§ TASK GOAL
Show each line of the material below that contains the word "indicate".

======== SUPPLIED MATERIAL

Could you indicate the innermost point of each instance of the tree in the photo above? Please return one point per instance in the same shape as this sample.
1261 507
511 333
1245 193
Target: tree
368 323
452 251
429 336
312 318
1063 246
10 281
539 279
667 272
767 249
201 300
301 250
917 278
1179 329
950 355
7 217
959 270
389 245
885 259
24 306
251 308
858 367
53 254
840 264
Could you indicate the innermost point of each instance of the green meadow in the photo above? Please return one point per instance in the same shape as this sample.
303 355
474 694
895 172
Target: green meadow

================
======== SUPPLIED MATERIAL

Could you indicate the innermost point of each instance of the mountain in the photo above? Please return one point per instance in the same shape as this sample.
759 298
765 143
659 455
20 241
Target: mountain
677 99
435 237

================
======== SUPPLIED MATERIAL

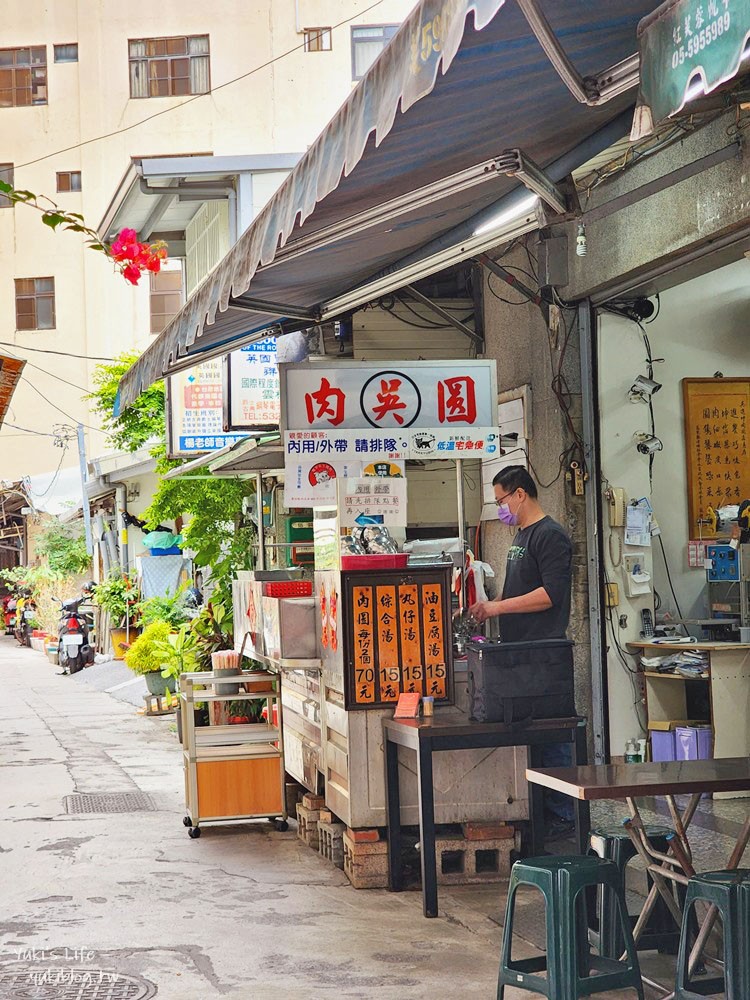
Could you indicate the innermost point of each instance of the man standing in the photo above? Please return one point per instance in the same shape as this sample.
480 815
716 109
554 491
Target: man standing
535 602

================

§ SOLUTION FOR THIS EXERCISE
Could you indicate the innermost point of each instance of the tree in the photo above? Please return one point per instance in the same shape as this sample.
Could you indicate the innermost point of each instance of the green meadow in the photo above? Please return one point per instance in the same shape as this sample.
Could you indicate the innermost point of each instance of the mountain in the photo above? Please return one point per instance in the same shape as this sample.
Could you indicate the innermost point of each instance of the man standing in the photo above? Please return one point per instance in the same shape as this sample.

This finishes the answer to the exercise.